__RECORD SET__:
=== Section Start ===
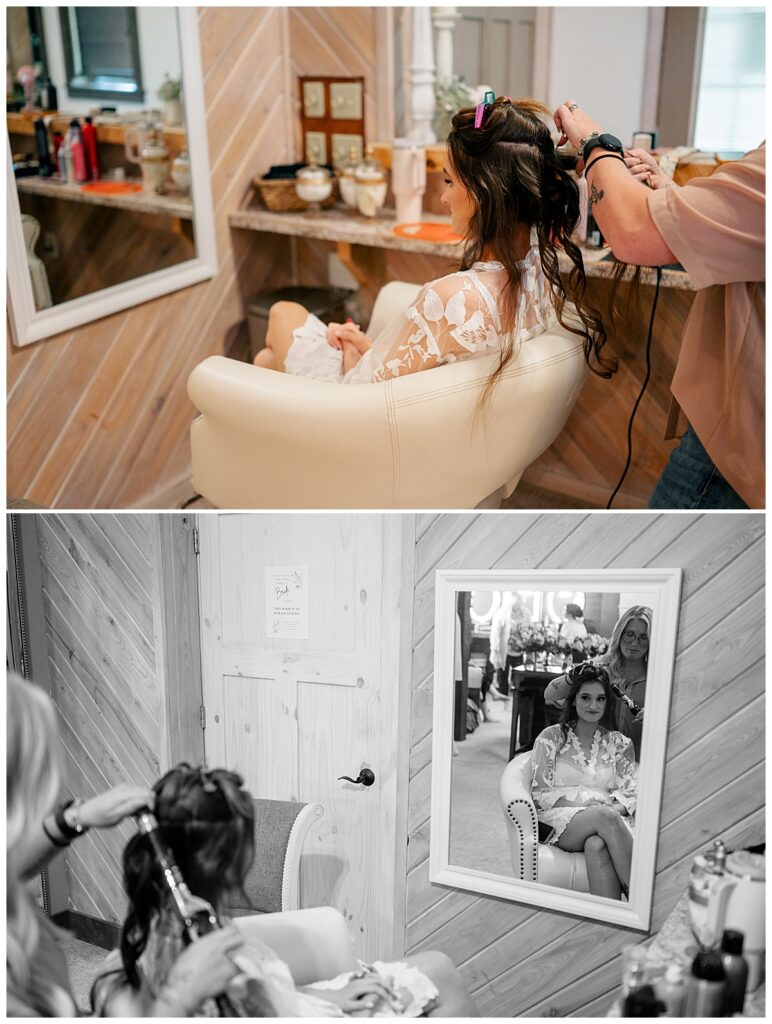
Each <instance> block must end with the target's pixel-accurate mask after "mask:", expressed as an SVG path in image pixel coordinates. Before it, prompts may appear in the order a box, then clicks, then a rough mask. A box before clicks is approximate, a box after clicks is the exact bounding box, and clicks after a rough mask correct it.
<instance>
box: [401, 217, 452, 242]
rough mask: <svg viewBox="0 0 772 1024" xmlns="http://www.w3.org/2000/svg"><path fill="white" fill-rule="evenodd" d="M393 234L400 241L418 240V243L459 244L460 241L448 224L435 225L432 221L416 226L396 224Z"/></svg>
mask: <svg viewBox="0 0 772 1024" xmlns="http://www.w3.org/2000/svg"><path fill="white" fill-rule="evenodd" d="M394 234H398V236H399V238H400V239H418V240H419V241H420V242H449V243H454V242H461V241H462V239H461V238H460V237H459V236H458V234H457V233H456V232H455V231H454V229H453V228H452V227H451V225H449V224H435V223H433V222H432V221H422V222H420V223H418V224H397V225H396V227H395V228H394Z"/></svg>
=== Section End ===
=== Section Start ===
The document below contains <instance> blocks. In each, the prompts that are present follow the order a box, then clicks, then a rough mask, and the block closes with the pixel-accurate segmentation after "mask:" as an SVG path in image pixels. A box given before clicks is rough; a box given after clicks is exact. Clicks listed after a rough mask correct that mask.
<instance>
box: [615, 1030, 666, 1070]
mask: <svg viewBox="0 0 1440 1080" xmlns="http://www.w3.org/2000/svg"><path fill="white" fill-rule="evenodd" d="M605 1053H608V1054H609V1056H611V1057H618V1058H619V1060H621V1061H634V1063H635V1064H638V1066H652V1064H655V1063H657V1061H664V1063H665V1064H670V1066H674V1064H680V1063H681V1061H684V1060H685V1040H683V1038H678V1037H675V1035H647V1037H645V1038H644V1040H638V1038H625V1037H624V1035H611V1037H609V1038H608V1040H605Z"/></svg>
=== Section End ===
__EXERCISE__:
Copy range, inclusive: the line holding "Each <instance> block" to the line holding "box: [401, 217, 452, 242]". Reproduce exactly those lines of the records above and no others.

__RESPONSE TO THIS EXERCISE__:
Each <instance> block must end with the target's pixel-accurate mask after "mask:", expressed as an SVG path in image pixel coordinates. Before it, prompts may appear in the order a box, then clicks, then a rough mask. A box before clicks is approximate, a box after clicks is the exact bounding box, and clicks after a rough mask correct it.
<instance>
box: [401, 217, 452, 242]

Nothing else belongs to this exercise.